GIVEN EXERCISE 1: In the excerpted passage on checking bits, rewrite the paragraph beginning "Do a Logical AND of 1 and 5" as one short sentence that keeps its main facts.
GIVEN EXERCISE 2: Continue the passage on checking whether a bit is set, starting right after its final step.

EXCERPTED PASSAGE:
In this approach we will use Bits Manipulation for printing Subset of a set.

Before going ahead, first lets understand how to check any bit is set in a byte.

Binary representation of a number 1 = 0001, 2 = 0010, ...., 5 = 0101, ....

How to identify whether LSB, that is bit at position 0 is set in 5(0101)?
Solution:

Do a Logical AND of 1 and 5 that is (0001 & 0101).
If the result is greater than 0, then LSB, that is bit at position 0 is set in value 5.

How to identify whether bit at position 1 is set in 5(0101)?

Solution:
Do a Logical AND of 2 and 5 that is (0010 & 0101).
If the result is greater than 0, then bit at position 1 is set

So, to generalize it, if we want to check nth bit is set in a number,

Step 1.
We will first take binary representation of 1 (0001),
Step 2.  Move the LSB in binary
representation of 1 to nth position.

Location identification items:

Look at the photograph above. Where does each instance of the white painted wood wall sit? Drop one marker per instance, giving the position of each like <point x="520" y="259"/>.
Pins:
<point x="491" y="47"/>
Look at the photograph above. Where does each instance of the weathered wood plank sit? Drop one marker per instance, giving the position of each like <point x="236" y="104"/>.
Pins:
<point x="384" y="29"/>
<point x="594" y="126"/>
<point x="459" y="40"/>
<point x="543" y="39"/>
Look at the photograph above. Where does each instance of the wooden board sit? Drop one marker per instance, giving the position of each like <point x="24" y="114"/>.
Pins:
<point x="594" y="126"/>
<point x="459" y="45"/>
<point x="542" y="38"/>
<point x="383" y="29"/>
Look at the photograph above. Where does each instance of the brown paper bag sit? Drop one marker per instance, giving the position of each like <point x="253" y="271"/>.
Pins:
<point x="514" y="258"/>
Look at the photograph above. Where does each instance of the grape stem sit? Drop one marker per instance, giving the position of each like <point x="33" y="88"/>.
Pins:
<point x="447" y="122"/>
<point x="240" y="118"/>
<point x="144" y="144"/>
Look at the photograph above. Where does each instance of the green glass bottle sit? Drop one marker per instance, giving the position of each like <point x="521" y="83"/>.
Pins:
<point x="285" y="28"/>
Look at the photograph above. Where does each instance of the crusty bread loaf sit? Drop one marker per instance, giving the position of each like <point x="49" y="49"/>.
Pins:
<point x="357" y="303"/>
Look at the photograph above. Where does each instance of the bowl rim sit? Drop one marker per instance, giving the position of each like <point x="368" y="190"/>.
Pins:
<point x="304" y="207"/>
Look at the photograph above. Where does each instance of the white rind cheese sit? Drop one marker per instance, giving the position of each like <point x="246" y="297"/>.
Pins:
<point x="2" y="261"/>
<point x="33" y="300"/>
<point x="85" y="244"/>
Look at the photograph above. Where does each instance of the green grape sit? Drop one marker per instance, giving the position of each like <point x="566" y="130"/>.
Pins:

EXERCISE RESPONSE 1: AND 1 with 5 (0001 & 0101); if the result is greater than 0, the LSB (bit at position 0) is set in 5.

EXERCISE RESPONSE 2:
Eg: If we want to check whether bit at position 2 is set,  then move 1 two times on right side,

= 1 << 2
=  0001 << 2
=  0100
Step 3. Once the LSB of binary 1 is moved to nth position, which we want to check,
just do logical AND of binary representation of 1 with the number,
If the result is greater than 0, then the bit is set, not otherwise.

If we want to find subset of 3 characters [a, b, c], then how many total subset can be made out of it?
If you observe, the number of subsets equals to 2 to the power of the number of elements in the set.
Number of subsets that can be made from set of 3 characters [a, b, c] is 2^3 = 8 subsets.
Number of subsets that can be made from set of 4 characters [a, b, c, d] is 2^4 = 16 subsets.
So, If there are n characters [a, b, c.... n] in a set, then there will be 2^n total subsets.

How to find total number of subsets possible using bit manipulation?
By shifting the bit representation of the number 1 by n, we will get 2^n.
Thus, if we shift the bit string of 1 by the number of elements in the given set, we'll get the number of subsets for that set.

For example, if we have S = [a, b, c], length of set here is 3,
So, for finding total subsets, we have to shift binary 1, 3 times,
1 << 3 = (0001 << 3) = (1000) = 2^3 = 8 subsets of set S.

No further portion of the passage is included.